Records drawn from a dataset
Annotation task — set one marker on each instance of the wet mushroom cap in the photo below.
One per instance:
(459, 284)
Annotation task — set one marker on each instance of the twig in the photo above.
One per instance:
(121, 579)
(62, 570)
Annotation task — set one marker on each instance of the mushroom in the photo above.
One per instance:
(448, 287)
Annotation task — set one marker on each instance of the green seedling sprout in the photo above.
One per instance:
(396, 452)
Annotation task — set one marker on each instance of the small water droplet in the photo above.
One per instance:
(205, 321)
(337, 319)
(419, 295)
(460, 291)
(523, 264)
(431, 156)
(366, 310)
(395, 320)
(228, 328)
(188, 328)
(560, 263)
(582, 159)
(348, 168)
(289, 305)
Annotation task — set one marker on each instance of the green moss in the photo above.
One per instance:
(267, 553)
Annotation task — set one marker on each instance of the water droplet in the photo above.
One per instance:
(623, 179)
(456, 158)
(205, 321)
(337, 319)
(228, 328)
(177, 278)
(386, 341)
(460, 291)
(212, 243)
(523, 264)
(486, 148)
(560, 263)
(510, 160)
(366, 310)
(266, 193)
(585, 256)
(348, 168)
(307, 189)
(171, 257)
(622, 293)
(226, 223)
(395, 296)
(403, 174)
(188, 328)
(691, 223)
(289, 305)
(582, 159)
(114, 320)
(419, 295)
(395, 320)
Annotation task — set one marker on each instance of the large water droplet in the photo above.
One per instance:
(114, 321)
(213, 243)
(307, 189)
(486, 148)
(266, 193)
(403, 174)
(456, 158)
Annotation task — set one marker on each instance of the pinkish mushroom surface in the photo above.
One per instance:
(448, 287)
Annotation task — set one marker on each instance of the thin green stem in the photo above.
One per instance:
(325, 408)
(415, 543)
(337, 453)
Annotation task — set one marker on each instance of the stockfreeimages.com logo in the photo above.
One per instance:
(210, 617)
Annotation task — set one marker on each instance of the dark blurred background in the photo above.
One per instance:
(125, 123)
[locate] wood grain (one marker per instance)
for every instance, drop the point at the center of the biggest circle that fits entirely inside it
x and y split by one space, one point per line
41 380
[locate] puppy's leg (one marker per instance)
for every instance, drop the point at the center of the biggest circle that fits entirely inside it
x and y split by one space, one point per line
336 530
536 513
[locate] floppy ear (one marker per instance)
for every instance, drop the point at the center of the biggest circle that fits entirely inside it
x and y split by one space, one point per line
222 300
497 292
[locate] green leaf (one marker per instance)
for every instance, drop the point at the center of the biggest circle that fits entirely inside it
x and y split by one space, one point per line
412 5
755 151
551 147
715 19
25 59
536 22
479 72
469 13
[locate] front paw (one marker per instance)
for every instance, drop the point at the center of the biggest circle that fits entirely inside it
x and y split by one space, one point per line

_What is being asked_
The lines to copy run from the first line of the entries to the line containing "the water droplet in the photo above."; copy them exactly and output nothing else.

_Task response_
Annotation task — set one marker on each instance of the wet mushroom cap in the photo below.
One per instance:
(459, 284)
Annotation task — set one marker on each instance of the twig in the photo above.
One per instance:
(121, 579)
(62, 570)
Annotation task — set one marker on each instance of the mushroom in the photo above.
One per instance:
(448, 287)
Annotation task — set one marker on each instance of the green seedling sprout in the photo above.
One per instance:
(396, 452)
Annotation task — set one marker on each instance of the small water droplet in the photo above.
One per instance:
(205, 321)
(337, 319)
(419, 295)
(460, 291)
(523, 264)
(431, 156)
(366, 310)
(395, 320)
(228, 328)
(188, 328)
(560, 263)
(582, 159)
(348, 168)
(289, 305)
Annotation task — set one marker on each instance of the green moss in the photo above.
One per instance:
(267, 553)
Annotation task — set one marker on each instance of the water droplet in the photo above.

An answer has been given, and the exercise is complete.